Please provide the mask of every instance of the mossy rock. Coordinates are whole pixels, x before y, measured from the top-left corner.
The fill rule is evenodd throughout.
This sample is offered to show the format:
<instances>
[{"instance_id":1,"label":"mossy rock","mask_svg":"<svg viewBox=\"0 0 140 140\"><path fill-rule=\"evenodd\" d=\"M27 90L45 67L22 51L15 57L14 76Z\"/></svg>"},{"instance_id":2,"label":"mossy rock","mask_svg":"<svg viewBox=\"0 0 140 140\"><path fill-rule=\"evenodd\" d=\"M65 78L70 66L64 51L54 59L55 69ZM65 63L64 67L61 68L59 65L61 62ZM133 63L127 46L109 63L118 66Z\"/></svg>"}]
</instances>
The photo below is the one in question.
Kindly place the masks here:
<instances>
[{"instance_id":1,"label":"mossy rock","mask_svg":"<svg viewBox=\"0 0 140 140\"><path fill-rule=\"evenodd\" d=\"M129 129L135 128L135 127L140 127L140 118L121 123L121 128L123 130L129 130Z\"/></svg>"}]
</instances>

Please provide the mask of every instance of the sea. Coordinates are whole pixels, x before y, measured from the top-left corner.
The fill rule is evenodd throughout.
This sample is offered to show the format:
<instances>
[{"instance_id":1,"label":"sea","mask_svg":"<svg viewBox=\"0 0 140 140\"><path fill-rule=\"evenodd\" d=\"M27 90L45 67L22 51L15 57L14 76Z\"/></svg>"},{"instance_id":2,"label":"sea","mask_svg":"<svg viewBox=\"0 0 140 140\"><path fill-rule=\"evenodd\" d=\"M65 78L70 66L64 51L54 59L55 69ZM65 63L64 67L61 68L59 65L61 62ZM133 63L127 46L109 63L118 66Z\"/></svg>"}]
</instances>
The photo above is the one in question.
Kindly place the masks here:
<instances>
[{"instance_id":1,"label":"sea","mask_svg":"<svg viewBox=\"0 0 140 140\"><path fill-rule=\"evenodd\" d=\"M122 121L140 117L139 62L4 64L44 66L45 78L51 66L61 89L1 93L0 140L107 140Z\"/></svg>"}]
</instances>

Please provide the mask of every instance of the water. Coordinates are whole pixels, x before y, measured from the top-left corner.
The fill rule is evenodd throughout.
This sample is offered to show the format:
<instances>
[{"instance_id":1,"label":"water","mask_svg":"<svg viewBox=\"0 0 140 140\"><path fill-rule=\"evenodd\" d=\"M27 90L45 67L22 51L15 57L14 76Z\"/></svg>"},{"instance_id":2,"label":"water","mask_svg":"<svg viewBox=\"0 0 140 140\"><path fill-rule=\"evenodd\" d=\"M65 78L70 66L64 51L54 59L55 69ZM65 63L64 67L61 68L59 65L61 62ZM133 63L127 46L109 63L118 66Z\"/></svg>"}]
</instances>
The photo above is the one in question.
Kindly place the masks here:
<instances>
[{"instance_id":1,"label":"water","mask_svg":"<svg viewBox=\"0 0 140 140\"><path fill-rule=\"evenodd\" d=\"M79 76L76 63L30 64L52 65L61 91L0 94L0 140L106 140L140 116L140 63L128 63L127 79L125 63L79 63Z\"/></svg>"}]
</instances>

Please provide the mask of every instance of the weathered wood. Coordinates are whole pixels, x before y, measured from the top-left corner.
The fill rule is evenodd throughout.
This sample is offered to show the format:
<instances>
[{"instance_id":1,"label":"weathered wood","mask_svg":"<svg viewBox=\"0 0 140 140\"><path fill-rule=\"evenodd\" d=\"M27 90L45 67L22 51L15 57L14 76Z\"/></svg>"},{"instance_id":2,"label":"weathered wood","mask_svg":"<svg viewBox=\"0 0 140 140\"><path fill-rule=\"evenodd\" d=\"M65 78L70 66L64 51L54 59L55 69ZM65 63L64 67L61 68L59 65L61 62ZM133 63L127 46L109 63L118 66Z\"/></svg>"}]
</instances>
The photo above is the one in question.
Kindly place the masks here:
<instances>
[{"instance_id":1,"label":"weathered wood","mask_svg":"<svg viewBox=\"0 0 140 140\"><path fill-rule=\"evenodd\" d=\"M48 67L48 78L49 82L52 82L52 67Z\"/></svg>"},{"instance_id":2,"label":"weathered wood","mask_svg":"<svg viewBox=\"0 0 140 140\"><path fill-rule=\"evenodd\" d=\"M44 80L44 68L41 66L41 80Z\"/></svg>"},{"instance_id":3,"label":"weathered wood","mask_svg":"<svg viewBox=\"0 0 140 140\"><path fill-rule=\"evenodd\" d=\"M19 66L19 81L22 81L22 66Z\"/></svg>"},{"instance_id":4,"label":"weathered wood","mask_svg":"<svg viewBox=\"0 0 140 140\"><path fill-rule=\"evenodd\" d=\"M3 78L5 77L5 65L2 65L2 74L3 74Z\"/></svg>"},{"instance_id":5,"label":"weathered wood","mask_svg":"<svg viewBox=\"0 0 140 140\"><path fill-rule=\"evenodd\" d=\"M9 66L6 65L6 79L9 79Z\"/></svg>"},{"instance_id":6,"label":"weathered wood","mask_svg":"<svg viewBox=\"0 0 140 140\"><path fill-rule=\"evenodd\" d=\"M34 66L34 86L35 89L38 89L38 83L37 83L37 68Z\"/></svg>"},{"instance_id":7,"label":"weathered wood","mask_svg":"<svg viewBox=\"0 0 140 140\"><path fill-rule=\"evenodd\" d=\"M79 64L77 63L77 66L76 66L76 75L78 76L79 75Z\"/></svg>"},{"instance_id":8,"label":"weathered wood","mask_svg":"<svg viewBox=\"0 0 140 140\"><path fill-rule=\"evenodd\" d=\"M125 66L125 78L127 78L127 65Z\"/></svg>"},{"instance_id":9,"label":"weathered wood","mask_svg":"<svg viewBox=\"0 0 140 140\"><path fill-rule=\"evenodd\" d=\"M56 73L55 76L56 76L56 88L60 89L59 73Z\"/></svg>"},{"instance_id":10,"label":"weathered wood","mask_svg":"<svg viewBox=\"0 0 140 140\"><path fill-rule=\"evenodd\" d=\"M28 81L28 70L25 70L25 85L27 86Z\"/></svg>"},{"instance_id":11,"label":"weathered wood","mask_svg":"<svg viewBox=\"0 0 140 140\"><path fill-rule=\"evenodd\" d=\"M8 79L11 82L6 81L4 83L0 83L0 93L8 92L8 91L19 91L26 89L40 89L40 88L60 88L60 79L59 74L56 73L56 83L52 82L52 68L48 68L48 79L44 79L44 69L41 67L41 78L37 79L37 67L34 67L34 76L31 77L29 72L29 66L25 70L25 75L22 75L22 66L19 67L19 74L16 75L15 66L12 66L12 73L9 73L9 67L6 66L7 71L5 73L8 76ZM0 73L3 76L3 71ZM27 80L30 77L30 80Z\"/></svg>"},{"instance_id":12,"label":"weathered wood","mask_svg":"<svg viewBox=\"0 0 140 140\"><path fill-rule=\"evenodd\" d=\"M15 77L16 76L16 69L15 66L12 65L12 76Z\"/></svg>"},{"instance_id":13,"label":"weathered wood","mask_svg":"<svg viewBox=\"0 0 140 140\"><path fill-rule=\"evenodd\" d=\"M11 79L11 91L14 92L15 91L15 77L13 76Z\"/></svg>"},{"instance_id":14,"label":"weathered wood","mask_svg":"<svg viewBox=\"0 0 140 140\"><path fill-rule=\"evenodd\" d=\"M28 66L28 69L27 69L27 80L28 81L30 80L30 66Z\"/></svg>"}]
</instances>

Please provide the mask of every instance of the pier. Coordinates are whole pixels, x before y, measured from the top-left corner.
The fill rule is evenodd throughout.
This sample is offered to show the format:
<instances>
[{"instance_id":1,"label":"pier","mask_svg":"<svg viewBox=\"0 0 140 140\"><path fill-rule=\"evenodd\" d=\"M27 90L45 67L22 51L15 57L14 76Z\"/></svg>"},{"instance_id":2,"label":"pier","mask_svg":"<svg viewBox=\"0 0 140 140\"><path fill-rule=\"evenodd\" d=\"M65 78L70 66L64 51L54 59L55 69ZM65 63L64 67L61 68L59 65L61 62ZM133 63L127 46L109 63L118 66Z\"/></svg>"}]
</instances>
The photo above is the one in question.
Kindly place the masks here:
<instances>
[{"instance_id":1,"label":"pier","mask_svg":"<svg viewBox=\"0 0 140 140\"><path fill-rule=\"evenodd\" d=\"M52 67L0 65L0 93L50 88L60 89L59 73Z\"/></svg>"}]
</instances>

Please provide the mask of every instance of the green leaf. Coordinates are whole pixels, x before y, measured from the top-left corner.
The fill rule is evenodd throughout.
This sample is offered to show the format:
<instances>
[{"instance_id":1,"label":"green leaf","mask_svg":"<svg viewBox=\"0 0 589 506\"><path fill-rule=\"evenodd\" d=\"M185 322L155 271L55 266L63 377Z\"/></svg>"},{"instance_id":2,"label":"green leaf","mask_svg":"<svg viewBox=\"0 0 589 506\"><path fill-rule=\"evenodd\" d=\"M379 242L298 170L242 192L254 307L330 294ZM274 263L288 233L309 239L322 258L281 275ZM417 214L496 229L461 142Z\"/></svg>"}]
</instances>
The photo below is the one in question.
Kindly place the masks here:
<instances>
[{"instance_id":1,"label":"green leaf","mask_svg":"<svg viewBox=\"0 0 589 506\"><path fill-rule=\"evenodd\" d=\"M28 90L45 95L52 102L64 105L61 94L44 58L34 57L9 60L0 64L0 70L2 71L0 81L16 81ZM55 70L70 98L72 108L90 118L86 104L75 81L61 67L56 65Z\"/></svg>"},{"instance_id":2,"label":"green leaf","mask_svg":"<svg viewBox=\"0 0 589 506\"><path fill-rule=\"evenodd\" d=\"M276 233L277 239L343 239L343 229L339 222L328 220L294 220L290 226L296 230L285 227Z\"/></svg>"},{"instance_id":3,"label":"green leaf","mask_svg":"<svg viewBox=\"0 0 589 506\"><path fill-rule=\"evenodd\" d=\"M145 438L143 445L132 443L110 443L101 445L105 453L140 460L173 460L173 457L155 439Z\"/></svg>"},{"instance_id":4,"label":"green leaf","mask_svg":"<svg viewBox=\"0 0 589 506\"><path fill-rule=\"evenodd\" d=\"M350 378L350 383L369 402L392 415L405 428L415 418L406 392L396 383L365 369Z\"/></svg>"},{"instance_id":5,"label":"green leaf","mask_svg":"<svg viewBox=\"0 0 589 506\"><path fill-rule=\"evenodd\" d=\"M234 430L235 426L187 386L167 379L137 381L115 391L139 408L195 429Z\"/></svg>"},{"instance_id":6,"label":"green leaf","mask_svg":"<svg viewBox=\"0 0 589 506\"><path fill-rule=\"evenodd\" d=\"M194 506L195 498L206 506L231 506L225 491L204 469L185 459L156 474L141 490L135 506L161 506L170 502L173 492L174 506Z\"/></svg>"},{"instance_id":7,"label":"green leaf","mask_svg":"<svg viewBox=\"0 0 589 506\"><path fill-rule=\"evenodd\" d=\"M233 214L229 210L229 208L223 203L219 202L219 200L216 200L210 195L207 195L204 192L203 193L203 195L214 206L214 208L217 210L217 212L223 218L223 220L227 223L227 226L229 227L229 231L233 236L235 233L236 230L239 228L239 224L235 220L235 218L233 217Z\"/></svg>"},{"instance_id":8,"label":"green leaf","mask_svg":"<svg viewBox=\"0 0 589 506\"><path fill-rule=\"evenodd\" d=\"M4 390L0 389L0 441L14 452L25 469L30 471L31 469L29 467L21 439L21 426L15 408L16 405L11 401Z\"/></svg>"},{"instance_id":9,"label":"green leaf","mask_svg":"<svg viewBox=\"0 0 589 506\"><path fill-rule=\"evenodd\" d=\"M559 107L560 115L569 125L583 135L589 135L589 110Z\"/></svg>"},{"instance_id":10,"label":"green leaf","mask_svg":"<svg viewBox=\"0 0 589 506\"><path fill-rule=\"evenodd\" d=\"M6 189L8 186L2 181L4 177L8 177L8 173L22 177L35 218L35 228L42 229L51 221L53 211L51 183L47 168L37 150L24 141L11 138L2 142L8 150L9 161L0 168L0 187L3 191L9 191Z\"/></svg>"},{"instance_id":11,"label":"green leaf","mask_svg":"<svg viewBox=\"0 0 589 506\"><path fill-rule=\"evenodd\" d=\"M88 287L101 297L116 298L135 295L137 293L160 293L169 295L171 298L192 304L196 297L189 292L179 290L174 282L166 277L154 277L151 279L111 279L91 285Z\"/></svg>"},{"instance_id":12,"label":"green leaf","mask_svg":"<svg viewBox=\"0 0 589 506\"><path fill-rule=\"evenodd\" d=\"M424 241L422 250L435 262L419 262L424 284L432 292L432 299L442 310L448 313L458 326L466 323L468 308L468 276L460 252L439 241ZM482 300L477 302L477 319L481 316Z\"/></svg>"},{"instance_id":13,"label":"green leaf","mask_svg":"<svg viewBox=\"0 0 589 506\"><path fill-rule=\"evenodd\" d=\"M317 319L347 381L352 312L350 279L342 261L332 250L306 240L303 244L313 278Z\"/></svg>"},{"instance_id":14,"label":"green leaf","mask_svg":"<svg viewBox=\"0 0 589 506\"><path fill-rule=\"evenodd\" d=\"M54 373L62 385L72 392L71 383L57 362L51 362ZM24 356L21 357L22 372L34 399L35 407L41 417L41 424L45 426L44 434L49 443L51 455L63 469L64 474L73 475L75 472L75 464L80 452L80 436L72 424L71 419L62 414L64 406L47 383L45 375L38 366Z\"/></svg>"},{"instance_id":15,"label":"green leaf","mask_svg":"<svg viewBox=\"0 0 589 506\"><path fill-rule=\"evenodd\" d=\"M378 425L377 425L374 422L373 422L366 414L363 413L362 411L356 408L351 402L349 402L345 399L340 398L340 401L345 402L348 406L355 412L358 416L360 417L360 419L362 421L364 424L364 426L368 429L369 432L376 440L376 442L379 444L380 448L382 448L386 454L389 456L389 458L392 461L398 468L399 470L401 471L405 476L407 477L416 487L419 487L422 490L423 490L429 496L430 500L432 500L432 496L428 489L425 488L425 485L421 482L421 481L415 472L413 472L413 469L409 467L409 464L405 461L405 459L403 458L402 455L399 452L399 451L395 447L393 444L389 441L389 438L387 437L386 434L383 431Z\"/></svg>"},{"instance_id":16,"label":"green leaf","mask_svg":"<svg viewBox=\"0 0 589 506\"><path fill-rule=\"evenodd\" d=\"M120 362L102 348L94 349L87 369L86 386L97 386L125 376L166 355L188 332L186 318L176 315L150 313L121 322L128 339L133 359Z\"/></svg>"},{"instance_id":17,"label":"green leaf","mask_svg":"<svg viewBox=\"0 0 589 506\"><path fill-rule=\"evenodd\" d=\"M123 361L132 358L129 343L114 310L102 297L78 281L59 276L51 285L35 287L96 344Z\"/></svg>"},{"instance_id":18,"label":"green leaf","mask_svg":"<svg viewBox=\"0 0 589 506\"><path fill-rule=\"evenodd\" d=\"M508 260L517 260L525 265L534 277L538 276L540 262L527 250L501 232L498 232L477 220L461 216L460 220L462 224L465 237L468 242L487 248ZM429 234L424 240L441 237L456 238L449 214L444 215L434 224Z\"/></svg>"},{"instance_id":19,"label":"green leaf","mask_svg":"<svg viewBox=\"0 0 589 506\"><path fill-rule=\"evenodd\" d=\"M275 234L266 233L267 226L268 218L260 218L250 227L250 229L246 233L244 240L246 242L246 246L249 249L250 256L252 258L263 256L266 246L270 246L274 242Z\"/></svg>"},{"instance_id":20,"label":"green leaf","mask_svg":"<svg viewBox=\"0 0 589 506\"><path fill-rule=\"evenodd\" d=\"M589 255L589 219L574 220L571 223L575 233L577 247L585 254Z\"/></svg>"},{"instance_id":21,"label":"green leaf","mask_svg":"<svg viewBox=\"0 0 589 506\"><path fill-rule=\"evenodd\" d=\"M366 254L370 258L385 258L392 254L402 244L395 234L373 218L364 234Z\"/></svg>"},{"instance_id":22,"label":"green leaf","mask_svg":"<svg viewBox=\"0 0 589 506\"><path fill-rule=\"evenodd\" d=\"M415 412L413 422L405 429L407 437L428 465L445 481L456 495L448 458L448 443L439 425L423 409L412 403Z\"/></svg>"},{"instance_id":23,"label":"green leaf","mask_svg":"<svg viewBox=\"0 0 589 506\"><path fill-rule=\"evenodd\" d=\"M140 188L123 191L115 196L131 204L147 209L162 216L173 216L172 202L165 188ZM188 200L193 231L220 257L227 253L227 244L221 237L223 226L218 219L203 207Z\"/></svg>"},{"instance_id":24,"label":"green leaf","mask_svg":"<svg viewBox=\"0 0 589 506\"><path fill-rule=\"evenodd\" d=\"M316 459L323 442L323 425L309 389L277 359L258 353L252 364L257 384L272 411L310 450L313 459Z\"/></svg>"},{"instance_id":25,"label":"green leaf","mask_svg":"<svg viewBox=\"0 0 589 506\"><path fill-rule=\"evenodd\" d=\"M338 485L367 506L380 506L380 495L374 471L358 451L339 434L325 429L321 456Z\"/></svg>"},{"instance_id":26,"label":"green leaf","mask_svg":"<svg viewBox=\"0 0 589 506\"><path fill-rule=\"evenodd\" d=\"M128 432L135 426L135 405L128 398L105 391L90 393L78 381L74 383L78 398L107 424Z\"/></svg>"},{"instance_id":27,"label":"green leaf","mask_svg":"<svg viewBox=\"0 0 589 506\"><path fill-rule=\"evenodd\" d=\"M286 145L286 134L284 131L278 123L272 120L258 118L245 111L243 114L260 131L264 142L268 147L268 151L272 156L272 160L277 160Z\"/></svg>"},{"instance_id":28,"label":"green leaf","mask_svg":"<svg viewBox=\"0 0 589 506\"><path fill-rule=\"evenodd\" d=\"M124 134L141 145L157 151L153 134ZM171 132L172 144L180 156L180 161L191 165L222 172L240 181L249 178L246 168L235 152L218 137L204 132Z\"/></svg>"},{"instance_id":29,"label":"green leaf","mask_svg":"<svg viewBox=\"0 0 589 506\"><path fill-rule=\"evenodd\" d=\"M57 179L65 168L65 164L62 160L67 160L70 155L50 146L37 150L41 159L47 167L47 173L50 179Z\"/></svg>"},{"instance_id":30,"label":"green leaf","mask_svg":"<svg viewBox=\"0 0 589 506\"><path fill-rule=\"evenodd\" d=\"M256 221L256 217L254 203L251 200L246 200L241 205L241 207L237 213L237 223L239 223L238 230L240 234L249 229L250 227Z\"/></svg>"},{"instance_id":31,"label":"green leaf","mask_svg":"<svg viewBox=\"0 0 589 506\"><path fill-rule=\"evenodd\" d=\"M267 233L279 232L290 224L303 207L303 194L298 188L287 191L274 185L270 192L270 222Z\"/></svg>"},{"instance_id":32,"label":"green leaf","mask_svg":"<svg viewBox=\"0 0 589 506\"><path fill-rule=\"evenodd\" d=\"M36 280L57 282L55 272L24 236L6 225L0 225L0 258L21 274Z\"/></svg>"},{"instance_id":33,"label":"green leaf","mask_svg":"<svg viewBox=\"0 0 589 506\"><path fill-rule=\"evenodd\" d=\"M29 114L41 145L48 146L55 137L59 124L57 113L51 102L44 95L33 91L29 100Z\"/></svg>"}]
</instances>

——

* [Given problem]: Copy out every line of the listing above that contains the word "pier".

* [Problem solution]:
Please provide the mask of every instance of the pier. Coordinates are whole pixels, x before y, measured from the top-left corner.
[{"instance_id":1,"label":"pier","mask_svg":"<svg viewBox=\"0 0 140 140\"><path fill-rule=\"evenodd\" d=\"M27 90L45 67L22 51L15 57L14 76Z\"/></svg>"},{"instance_id":2,"label":"pier","mask_svg":"<svg viewBox=\"0 0 140 140\"><path fill-rule=\"evenodd\" d=\"M65 78L70 66L64 51L54 59L55 69ZM65 63L64 67L61 68L59 65L61 62ZM133 63L127 46L109 63L118 66Z\"/></svg>"}]
[{"instance_id":1,"label":"pier","mask_svg":"<svg viewBox=\"0 0 140 140\"><path fill-rule=\"evenodd\" d=\"M52 67L0 65L0 93L50 88L60 89L59 73Z\"/></svg>"}]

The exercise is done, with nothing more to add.